→ **Problem 1**
Answer these from the report on the NATO battalion in Lithuania:
(a) How many soldiers will the battalion have in total?
(b) Besides Germany, which countries will send the rest of the troops?
(c) Starting from when will the battalion be fully operational?
→ **Problem 2**
Extend the report on the NATO battalion in Lithuania by writing what comes after its last sentence.

→ **Extract provided**
Deployment of "heavy weaponry" was then confirmed to the German daily Die Welt by a defense ministry spokesman, who said that tanks will be only part of the military equipment that Germany is going to deploy to the Baltic State. A NATO battalion under German command will be stationed in Lithuania in February. The battalion's personnel will amount to 1,000 soldiers, with from 450 to 650 of them coming from Germany and the rest being deployed by France, Belgium and Croatia.
According to the German daily Der Tagesspiegel, this will be an autonomous combat-ready unit equipped with tanks and armored vehicles that will also have snipers, engineering troops, military medics and even military police. The battalion will be fully operational starting from June 2017, German media reported.

[Dataset entries]
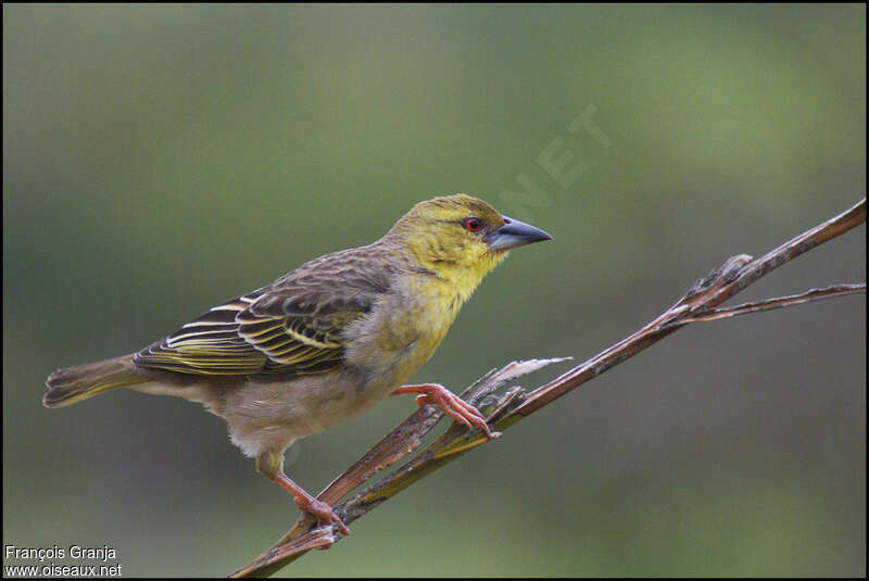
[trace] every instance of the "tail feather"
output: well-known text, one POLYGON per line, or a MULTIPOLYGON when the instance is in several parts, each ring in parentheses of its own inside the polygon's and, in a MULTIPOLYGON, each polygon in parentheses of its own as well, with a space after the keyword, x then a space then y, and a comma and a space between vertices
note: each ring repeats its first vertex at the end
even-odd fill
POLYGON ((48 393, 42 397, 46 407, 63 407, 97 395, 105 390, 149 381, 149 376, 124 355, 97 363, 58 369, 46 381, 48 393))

--

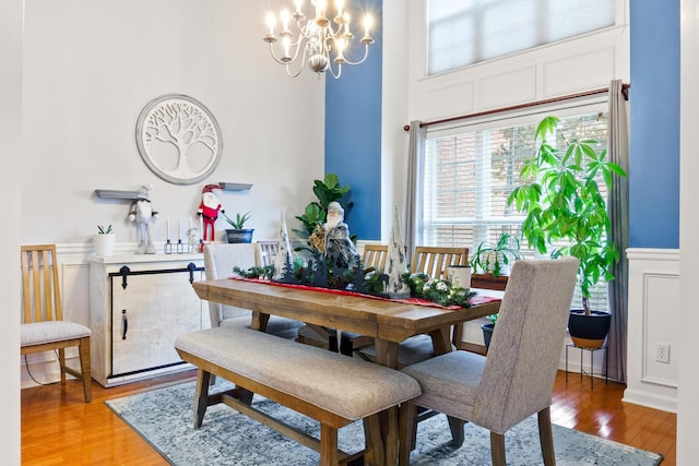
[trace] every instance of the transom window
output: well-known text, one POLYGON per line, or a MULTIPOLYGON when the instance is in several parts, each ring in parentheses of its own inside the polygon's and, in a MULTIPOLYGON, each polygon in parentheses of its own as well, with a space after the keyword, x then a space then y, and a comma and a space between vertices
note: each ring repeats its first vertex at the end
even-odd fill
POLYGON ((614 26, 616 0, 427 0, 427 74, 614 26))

→ **Task answer 1**
(a) 1,000 soldiers
(b) France, Belgium and Croatia
(c) June 2017

→ **Task answer 2**
The decision to send tanks alongside with the infantry to Lithuania should "send a clear signal" that Germany takes security concerns of the eastern NATO members "seriously," von der Leyen said during the ministers' meeting in Brussels. "It should send a clear signal that an attack on any NATO member state would be regarded as an attack on all 28 members [of the bloc]," she said, as cited by Der Tagesspiegel. At the same time, she stressed that the deployment of German forces on the Russian border was a "strictly measured" step that has exclusively "defensive" purposes, as reported by Die Welt.
Comment: And what specifically are the Russian actions these NATO forces are hastily defending against? FYI to NATO: A defensive move is "circling the wagons", not circling another country.